• [Data extract]
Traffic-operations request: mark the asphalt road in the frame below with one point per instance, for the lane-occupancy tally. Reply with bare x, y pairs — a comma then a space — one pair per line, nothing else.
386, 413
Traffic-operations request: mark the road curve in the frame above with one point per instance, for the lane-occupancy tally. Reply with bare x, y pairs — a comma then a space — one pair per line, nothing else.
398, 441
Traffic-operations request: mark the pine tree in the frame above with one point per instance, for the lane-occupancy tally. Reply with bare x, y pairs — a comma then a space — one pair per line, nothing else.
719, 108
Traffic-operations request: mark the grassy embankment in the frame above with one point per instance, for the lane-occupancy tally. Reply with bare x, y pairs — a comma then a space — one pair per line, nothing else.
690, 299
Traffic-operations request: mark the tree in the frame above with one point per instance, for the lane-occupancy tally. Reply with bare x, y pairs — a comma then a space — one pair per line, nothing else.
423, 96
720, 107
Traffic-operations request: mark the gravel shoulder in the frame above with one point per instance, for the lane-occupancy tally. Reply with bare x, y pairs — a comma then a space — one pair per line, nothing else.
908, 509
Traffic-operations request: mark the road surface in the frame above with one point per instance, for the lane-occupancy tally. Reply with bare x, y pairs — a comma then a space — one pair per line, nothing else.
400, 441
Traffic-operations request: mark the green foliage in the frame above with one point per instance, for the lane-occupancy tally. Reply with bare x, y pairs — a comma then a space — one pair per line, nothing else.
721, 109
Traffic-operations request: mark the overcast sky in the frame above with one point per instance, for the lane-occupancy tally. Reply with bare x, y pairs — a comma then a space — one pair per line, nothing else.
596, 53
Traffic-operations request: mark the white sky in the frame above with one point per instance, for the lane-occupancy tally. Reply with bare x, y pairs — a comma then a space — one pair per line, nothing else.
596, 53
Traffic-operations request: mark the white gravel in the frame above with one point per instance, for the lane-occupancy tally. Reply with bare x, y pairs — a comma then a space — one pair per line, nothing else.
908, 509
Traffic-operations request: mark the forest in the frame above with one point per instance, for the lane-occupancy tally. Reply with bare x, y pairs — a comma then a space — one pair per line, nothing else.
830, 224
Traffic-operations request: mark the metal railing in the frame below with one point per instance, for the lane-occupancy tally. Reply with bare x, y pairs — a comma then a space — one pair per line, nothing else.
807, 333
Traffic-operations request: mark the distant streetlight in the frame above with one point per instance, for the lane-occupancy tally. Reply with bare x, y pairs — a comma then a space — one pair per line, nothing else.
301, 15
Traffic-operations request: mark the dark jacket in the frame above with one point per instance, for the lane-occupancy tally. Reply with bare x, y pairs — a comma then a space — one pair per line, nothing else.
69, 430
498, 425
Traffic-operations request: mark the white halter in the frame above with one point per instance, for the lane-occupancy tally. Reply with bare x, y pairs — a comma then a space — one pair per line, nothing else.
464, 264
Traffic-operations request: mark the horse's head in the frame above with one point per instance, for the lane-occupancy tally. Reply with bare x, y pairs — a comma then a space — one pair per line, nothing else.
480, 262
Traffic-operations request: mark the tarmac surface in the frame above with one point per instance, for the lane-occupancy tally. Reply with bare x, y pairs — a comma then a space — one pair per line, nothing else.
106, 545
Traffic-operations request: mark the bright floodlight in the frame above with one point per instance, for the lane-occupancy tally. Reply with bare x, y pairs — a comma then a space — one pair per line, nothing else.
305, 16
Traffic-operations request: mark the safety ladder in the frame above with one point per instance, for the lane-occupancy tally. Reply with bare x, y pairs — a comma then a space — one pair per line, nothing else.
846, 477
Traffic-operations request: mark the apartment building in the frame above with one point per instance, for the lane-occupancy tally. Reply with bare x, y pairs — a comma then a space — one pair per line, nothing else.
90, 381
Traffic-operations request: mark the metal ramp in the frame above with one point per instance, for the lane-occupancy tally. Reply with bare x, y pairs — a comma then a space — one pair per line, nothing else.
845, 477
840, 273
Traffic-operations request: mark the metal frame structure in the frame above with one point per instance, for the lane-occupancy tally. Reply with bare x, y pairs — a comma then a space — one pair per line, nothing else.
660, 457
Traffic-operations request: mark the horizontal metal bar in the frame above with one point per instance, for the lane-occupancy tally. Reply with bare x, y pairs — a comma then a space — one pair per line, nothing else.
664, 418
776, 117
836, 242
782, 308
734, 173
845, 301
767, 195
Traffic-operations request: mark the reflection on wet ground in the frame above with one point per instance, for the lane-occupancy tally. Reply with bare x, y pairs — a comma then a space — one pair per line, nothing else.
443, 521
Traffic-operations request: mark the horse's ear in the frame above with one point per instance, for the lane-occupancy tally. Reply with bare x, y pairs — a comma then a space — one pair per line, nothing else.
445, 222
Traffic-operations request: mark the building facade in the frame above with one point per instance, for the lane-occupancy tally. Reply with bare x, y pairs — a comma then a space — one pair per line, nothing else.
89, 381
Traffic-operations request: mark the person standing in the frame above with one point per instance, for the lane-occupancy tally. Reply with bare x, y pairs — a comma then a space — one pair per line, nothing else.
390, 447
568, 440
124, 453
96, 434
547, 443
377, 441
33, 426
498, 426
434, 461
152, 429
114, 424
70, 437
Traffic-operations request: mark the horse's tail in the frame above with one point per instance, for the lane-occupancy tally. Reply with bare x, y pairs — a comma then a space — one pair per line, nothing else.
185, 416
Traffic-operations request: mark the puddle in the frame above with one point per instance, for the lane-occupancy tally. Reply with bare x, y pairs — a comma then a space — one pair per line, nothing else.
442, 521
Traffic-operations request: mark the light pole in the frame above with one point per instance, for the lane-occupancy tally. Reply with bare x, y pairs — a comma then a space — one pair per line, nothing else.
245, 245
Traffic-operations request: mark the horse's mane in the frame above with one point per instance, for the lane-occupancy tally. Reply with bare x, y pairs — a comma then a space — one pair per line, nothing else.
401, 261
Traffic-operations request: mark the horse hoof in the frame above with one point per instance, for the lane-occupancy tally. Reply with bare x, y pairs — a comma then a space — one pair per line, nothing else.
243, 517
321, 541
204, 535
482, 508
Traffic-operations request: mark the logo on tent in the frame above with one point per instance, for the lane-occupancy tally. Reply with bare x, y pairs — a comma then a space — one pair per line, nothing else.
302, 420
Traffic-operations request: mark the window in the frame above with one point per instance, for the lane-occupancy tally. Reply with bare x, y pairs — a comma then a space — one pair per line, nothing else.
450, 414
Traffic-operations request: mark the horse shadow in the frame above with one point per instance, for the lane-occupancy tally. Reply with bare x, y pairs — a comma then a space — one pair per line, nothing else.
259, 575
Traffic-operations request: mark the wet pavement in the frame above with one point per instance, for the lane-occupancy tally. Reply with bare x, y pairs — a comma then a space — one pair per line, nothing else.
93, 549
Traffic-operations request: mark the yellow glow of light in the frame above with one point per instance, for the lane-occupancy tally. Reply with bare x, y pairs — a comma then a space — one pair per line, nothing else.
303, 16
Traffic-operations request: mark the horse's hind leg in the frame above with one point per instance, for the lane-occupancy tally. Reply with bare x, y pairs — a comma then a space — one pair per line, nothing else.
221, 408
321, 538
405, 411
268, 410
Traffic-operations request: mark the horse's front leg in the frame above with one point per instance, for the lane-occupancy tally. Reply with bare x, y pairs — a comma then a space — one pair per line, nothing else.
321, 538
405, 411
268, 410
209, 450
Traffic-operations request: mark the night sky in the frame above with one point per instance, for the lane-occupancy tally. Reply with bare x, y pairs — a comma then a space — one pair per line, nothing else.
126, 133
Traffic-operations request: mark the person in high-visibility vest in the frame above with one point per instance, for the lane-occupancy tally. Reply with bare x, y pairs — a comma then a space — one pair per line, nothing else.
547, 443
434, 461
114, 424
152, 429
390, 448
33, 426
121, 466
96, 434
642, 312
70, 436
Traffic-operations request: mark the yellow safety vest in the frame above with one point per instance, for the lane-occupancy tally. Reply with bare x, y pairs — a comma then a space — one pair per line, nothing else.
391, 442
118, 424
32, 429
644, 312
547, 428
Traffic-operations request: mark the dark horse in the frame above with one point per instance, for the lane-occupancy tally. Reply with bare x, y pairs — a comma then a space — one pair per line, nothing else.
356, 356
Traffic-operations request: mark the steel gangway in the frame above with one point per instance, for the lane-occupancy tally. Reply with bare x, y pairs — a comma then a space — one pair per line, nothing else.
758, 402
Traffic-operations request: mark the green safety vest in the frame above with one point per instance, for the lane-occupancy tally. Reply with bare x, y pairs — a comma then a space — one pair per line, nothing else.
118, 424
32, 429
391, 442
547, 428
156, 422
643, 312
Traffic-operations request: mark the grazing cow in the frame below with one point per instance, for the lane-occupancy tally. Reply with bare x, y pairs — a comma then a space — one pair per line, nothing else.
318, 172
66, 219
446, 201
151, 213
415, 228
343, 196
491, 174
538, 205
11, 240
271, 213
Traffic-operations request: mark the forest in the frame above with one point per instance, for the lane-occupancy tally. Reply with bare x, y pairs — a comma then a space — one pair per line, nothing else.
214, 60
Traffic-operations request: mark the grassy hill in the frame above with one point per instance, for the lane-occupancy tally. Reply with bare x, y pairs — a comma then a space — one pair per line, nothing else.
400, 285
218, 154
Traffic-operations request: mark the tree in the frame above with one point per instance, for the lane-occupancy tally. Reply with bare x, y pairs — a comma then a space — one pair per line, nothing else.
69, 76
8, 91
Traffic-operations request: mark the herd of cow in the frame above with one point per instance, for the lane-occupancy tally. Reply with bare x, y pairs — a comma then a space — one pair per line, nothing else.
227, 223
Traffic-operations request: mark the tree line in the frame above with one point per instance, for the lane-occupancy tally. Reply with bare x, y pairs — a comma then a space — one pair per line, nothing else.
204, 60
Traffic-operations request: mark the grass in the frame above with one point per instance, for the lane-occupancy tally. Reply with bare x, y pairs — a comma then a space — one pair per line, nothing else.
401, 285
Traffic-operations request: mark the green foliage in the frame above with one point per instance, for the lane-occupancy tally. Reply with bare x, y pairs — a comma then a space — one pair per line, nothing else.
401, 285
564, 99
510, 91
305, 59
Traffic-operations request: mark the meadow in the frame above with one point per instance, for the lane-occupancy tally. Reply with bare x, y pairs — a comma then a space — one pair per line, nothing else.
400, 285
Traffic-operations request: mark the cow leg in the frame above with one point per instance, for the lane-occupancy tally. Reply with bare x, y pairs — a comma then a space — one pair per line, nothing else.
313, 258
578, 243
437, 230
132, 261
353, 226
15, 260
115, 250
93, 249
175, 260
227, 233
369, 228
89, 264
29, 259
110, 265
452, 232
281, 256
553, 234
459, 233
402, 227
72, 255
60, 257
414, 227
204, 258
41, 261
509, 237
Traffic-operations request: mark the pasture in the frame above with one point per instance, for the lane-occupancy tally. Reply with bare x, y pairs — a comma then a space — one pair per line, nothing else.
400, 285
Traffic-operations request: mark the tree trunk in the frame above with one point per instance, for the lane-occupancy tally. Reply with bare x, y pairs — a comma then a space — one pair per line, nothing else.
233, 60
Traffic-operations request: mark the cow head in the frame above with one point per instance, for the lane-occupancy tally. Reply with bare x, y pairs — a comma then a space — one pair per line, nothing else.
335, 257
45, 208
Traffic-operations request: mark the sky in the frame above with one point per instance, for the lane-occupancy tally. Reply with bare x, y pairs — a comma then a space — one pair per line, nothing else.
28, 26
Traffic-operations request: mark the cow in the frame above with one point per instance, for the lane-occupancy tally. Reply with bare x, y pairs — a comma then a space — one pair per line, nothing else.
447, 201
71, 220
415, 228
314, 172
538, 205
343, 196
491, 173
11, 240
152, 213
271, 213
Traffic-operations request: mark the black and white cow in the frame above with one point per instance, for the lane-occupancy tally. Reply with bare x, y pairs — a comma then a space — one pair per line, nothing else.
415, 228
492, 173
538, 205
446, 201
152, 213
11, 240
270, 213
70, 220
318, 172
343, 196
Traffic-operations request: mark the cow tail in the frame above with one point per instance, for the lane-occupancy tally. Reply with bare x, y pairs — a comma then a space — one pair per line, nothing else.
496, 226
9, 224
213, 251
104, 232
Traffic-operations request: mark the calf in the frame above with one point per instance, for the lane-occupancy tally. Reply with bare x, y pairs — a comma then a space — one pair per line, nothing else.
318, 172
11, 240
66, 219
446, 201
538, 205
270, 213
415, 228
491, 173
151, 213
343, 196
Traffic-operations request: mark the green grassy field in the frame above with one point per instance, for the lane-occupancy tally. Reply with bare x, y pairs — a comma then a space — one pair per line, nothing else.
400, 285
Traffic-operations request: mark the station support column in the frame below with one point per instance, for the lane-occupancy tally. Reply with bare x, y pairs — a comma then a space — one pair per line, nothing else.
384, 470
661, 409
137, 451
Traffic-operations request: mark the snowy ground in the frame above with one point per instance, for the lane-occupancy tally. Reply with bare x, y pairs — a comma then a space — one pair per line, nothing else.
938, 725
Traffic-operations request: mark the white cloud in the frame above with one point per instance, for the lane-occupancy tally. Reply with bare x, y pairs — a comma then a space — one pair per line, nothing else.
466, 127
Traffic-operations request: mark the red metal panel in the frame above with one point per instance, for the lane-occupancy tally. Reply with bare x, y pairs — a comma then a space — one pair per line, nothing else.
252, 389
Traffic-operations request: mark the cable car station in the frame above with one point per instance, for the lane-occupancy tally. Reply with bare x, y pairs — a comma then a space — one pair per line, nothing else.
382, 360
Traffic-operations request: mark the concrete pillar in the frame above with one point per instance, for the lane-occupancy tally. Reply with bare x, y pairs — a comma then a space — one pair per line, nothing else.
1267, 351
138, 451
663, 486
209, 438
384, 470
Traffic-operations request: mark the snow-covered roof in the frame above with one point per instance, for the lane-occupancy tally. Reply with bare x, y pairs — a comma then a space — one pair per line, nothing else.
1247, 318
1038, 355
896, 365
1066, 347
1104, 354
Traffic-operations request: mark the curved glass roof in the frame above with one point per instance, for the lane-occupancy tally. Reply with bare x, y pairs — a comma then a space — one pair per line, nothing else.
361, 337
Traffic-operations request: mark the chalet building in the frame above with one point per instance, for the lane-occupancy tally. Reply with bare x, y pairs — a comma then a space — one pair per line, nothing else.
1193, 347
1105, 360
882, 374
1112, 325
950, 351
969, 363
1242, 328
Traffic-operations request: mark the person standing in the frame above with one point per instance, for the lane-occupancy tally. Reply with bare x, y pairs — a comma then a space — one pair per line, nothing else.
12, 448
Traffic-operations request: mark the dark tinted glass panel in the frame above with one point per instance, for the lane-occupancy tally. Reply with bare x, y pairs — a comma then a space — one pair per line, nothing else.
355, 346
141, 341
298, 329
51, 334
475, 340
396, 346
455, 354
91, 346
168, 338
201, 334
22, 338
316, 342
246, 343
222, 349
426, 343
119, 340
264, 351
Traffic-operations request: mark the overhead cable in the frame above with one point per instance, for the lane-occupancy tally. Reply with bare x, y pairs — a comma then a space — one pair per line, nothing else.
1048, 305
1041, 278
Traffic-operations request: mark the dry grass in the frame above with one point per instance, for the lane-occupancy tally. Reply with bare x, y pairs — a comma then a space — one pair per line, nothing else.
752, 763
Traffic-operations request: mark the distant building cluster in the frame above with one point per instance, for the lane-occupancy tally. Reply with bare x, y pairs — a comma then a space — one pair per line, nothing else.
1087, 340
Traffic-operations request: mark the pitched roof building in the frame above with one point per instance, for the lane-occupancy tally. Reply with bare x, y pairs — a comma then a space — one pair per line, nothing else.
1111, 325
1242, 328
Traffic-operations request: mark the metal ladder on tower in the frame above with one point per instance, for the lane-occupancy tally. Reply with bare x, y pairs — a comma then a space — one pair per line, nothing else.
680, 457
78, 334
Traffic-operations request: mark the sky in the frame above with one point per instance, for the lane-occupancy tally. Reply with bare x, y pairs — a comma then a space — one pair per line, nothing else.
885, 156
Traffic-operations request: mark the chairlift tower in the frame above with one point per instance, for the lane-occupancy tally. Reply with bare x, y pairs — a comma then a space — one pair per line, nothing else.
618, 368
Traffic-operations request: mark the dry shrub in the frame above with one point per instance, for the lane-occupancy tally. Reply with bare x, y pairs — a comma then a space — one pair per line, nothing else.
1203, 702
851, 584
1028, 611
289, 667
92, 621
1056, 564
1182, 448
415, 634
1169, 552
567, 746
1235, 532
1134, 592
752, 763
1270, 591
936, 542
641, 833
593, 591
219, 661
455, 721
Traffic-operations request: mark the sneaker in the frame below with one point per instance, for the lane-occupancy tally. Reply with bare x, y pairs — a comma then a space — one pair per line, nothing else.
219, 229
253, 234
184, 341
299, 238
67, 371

• [Exercise aim] Copy from the line with "Traffic-operations request: mark the dry shrub" to the final line of the records, inclusive, and add nothing else.

• [Result of the task]
Traffic-operations request: mark the dry shrub in the frame above with one point per instance, for the lane-occupancy tally. Reply with bare x, y pairs — a comma then a space — one pair per line, nothing else.
1203, 702
851, 584
1028, 611
289, 667
92, 621
1056, 564
1182, 448
415, 634
1169, 552
567, 746
1235, 532
1134, 592
752, 763
1270, 591
936, 542
641, 833
593, 591
219, 661
455, 721
Traffic-operations request: mark the sneaker in the frame below with one point per instance, for the lane-occupancy tally. Reply with bare x, y pairs — a comma then a space — one pair per line, nothing else.
219, 229
253, 234
184, 341
299, 238
67, 371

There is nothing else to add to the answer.